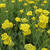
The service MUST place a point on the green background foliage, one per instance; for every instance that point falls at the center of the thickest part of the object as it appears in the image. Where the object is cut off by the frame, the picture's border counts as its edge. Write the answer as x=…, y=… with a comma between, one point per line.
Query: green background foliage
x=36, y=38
▬▬▬▬▬▬▬▬▬▬
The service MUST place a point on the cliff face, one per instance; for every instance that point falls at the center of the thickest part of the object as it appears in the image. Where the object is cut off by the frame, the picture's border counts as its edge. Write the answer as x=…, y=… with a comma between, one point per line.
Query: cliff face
▬▬▬▬▬▬▬▬▬▬
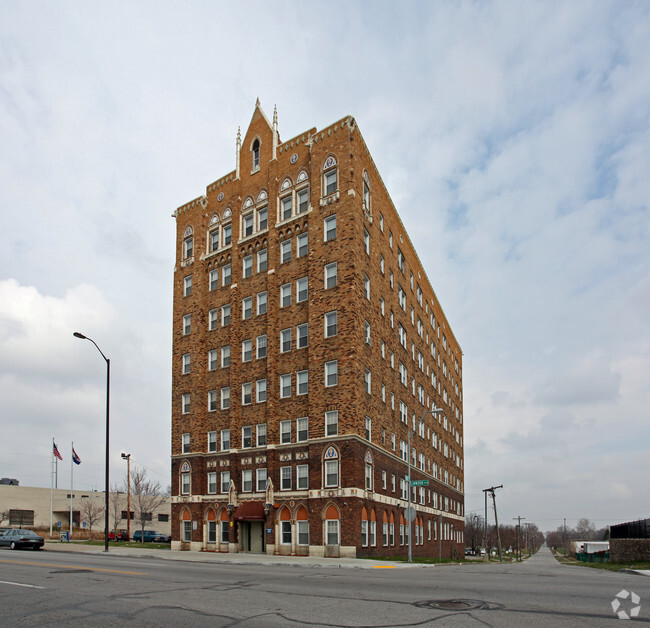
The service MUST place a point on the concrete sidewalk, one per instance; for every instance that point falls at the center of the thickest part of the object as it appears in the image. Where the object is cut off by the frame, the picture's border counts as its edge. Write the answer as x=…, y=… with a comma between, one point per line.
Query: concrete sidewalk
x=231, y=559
▬▬▬▬▬▬▬▬▬▬
Gather every line in the items above that contains the word "place", copying each line in full.

### Exercise answer
The service MUST place a point on the green background foliage, one per instance; for every instance that point falls at the center of the thickest part of the object as it appears in the image. Where the object is cut off by the frame, the picture's border counts as its edge. Write the answer as x=…, y=… with a comma between, one point per line.
The service MUST place a point on the cliff face, one per instance; for every instance that point falls at the center of the thickest part of the object as it appears in the image. Where the object is cut off by the frame, the picture's border counts as its edge. Write the answer as x=…, y=… with a comma between, one point per line.
The service MUST place a point on the concrete sidewalk, one per instance; for every instance that point falls at the center of the thickest part of the object as it appears in the image. Where the object is cut off by the frame, the picture's border counts as its edge. Write the answer as x=…, y=… with a comma between, one point per line.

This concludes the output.